Directive ->
Reproduce nothing but the closing run of lines: the line with "Please spot the purple flower basket" and each line that follows it to the end of the data.

-- begin Data extract --

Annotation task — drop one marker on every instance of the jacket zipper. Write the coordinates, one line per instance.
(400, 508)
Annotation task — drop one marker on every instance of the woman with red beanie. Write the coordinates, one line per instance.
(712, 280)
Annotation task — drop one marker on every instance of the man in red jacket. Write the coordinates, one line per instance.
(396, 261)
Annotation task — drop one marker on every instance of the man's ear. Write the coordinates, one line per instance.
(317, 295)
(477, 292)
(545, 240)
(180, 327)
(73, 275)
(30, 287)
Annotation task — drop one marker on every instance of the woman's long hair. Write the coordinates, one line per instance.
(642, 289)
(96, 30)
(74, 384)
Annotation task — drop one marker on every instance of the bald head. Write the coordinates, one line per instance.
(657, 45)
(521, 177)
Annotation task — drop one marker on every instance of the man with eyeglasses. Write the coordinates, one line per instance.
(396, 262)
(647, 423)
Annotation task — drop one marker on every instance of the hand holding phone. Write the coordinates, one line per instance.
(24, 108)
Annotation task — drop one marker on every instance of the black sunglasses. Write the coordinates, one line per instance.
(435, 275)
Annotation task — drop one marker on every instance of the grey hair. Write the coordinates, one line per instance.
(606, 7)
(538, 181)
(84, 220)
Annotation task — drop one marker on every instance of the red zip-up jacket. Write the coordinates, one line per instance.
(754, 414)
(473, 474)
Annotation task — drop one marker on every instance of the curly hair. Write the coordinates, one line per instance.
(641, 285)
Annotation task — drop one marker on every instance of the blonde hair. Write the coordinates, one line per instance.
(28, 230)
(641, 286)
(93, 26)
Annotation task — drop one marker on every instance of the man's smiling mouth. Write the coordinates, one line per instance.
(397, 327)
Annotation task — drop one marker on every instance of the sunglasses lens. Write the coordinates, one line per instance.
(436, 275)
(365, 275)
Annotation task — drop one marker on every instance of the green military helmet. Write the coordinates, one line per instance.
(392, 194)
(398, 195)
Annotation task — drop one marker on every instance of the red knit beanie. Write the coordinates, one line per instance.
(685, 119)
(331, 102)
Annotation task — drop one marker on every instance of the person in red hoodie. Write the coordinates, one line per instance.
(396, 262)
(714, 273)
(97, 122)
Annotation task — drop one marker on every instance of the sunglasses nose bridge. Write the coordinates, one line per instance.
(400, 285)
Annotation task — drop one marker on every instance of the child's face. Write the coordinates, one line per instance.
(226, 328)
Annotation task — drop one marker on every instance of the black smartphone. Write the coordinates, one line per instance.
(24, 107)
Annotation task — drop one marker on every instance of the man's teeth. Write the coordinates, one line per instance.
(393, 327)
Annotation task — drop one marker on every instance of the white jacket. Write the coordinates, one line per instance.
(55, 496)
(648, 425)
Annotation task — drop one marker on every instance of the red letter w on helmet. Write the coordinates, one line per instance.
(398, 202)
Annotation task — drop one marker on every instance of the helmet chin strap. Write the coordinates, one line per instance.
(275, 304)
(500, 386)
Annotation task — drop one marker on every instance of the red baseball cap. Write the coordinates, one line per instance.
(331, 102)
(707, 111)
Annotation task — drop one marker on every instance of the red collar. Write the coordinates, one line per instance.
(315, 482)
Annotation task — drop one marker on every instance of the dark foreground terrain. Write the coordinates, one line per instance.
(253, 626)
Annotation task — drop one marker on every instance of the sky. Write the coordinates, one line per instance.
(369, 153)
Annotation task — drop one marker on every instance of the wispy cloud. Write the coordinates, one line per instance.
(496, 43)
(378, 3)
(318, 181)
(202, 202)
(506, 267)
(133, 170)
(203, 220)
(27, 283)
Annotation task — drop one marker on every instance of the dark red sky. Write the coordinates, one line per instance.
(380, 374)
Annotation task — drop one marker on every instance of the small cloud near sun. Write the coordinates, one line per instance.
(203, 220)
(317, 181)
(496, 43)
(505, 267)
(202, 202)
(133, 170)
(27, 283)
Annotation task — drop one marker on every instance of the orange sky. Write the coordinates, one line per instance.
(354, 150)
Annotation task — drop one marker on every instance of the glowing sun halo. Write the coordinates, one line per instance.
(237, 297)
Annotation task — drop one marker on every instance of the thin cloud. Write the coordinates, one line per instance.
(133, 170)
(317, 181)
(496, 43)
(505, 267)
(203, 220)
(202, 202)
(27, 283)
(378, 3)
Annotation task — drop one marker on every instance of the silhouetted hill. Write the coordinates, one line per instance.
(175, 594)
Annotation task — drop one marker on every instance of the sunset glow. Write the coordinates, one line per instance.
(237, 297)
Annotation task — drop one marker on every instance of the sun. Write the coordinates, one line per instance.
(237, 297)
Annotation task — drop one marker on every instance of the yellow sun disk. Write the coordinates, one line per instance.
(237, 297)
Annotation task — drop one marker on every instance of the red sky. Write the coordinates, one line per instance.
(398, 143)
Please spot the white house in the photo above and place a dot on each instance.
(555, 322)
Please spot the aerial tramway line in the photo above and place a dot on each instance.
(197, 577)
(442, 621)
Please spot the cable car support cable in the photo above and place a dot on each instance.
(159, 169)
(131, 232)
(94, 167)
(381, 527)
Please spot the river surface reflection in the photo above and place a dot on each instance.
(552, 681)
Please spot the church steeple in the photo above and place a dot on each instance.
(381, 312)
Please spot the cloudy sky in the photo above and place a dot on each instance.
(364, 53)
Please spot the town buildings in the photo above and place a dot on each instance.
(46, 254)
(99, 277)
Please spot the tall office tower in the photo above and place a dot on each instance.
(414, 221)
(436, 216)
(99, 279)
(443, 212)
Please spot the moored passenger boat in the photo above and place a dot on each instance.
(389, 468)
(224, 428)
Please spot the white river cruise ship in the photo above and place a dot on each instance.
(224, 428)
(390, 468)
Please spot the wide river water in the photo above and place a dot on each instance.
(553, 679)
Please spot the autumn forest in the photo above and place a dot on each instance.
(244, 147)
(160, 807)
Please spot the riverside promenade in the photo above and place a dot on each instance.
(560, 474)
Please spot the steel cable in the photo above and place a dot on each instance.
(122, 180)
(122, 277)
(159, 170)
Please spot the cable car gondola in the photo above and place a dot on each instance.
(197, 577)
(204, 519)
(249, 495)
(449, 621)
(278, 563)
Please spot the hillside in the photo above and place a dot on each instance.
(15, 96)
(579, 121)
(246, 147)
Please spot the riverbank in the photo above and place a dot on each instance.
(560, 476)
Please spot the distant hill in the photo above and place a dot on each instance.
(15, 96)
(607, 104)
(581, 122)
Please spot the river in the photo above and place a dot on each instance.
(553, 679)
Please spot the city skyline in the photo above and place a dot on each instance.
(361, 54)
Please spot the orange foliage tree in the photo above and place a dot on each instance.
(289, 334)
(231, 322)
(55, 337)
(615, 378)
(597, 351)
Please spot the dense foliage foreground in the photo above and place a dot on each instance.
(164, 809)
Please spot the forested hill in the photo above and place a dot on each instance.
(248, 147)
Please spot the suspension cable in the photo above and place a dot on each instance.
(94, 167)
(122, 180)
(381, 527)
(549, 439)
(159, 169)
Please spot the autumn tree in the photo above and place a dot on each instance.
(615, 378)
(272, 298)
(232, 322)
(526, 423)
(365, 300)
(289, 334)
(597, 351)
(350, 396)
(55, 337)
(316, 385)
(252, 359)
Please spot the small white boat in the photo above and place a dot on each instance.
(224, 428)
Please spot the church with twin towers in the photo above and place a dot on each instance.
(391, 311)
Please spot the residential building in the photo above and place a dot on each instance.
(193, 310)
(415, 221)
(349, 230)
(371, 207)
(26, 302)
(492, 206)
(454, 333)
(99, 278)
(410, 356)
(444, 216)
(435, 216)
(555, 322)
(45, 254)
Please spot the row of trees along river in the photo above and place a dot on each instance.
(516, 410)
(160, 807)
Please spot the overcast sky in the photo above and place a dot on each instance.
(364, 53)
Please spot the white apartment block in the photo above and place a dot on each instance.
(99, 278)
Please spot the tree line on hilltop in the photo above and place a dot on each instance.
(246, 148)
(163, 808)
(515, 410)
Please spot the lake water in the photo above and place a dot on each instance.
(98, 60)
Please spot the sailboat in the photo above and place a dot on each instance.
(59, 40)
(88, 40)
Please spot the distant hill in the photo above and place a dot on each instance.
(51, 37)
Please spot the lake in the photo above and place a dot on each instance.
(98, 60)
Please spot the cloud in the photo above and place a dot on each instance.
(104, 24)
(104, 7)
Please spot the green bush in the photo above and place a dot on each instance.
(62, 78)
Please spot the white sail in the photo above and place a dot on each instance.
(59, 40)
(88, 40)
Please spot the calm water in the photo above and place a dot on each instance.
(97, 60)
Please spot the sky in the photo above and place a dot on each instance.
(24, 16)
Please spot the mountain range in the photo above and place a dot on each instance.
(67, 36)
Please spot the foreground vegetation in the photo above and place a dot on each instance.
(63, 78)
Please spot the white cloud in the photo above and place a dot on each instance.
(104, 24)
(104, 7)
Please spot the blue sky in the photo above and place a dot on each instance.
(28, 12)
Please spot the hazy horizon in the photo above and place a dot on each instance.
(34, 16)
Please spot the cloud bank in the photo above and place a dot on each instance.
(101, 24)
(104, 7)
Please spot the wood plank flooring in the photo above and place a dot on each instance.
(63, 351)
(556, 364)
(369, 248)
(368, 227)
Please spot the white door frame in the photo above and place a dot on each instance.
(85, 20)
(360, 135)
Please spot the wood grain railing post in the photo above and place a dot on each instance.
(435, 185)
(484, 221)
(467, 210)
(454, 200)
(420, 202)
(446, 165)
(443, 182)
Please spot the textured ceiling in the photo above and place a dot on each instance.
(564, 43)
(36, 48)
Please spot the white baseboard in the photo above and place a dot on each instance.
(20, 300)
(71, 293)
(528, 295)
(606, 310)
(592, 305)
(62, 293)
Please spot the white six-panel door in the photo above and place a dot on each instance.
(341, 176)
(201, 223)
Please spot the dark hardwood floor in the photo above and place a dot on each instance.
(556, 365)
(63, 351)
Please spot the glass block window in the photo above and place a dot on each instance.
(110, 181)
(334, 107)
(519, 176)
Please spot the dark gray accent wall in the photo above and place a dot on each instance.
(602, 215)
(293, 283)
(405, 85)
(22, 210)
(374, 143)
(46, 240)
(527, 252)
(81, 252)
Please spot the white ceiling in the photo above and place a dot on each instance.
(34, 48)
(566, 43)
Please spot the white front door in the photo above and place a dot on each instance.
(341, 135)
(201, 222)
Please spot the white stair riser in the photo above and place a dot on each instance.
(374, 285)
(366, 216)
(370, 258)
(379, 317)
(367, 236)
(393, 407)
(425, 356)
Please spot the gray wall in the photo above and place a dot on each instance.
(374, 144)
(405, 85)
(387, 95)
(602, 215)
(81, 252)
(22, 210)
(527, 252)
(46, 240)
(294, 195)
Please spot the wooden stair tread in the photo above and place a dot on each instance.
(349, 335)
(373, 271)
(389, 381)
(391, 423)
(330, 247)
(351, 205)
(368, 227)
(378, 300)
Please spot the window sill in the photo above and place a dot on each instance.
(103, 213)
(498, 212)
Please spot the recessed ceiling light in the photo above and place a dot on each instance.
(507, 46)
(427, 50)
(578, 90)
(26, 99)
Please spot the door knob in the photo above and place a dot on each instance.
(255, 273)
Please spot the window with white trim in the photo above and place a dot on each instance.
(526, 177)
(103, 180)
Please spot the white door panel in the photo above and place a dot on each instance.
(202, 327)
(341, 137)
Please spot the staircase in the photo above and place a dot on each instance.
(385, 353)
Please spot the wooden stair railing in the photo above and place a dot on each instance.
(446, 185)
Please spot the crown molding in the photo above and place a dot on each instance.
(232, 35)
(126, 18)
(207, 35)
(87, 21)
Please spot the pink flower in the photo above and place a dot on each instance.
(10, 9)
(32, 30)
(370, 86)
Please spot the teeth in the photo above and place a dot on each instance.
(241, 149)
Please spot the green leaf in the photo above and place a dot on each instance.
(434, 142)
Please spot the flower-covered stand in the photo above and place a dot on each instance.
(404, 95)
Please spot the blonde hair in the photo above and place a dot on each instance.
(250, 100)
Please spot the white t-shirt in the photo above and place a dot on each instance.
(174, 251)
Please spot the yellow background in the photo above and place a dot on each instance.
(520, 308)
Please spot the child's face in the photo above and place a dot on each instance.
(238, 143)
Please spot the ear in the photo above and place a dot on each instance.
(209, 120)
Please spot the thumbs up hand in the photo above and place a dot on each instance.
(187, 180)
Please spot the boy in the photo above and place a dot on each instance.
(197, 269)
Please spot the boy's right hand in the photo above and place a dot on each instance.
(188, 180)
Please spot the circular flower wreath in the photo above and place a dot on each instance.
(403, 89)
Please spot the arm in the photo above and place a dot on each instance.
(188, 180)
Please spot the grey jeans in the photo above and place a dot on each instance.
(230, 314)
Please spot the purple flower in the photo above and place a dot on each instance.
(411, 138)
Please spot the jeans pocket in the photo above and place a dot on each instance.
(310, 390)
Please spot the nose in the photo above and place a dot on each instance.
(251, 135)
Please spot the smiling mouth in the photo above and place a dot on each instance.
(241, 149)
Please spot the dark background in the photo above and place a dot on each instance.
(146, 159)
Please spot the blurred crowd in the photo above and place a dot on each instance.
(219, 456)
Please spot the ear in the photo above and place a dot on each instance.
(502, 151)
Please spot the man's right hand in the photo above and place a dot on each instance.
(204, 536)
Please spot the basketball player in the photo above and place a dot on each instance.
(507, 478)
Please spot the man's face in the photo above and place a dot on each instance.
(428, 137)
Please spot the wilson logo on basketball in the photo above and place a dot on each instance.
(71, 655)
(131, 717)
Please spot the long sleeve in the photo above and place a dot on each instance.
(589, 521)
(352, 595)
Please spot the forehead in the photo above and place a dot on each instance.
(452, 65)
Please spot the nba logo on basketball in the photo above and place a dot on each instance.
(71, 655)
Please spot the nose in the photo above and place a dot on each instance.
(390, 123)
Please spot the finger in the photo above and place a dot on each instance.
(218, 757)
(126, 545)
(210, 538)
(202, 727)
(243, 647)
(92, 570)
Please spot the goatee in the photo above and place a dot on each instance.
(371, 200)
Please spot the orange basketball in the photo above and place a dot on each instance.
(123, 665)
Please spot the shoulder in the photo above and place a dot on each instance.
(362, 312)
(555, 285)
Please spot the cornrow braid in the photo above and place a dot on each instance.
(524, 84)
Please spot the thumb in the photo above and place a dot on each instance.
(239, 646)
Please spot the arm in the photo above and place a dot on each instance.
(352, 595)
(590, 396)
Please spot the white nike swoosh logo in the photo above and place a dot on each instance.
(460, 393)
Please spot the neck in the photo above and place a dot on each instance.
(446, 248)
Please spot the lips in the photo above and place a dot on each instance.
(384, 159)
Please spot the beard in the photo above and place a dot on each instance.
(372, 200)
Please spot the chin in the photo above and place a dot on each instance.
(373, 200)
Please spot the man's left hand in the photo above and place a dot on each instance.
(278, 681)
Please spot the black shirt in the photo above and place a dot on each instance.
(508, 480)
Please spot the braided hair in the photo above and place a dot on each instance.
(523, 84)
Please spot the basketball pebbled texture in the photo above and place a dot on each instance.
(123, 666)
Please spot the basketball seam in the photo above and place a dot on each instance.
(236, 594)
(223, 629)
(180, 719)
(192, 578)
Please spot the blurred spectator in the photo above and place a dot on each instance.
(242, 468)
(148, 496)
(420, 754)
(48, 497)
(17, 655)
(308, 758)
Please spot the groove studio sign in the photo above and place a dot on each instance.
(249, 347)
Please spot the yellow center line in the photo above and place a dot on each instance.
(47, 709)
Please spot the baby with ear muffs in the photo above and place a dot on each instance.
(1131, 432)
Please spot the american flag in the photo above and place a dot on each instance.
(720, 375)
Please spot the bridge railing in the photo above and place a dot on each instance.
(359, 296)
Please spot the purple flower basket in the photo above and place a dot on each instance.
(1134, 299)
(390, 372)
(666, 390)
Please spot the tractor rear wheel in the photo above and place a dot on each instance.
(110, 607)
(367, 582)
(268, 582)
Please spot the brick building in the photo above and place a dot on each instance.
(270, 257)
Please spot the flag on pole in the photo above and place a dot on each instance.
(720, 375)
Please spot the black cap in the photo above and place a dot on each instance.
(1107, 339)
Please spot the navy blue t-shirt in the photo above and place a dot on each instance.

-- end Data extract --

Written response ->
Please spot the purple flower basket in the photo above and place a dot on each instance.
(1134, 299)
(390, 372)
(666, 390)
Please spot the tractor rear wheel in the photo above and place a dot on each instance.
(110, 607)
(367, 582)
(268, 582)
Please spot the brick building in the photo above and place a dot on each instance.
(270, 257)
Please spot the flag on pole in the photo above and place a dot on each instance.
(720, 375)
Please spot the black cap in the photo above and place a dot on each instance.
(1107, 339)
Please spot the navy blue t-shirt in the photo above and place a dot on each instance.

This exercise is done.